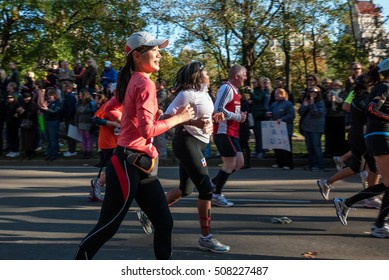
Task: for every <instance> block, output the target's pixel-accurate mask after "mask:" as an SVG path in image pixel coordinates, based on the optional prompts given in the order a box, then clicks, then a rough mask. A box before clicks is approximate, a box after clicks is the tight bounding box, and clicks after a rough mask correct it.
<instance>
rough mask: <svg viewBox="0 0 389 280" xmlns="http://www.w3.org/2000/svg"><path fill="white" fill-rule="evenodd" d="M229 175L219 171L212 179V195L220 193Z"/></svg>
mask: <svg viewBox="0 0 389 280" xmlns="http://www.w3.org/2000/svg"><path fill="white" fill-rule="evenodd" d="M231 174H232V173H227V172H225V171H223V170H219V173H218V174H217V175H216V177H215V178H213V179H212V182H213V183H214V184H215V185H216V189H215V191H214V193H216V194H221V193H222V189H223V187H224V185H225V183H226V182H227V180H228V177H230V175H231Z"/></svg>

---

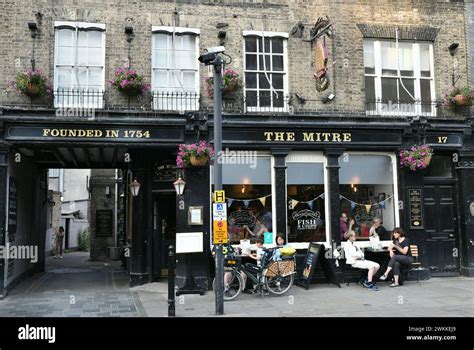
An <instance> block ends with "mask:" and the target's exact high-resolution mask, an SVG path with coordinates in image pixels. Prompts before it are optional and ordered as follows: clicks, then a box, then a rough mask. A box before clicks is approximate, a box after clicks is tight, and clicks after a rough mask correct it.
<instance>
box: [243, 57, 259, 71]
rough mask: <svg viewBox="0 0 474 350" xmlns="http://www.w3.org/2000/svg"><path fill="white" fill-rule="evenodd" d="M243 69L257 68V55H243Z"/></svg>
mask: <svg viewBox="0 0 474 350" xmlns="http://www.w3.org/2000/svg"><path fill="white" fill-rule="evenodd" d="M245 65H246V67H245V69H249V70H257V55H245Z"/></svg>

Required work: Echo the data line for line, starting at the line that contains "Task: for every" and ending after the line that contains "175L219 171L212 179V195L220".

Worked solution:
Task: for every <instance> block, output the target's pixel-accurate mask after "mask:" as an SVG path in image pixel coordinates, based on the optional prompts given in the order a box, then clicks, then a rough mask. A box before clicks is approximate, a box after clicks is the tight bounding box, and clicks after a rough mask correct it.
<instance>
rough mask: <svg viewBox="0 0 389 280" xmlns="http://www.w3.org/2000/svg"><path fill="white" fill-rule="evenodd" d="M229 175L219 171L212 179V195L220 193Z"/></svg>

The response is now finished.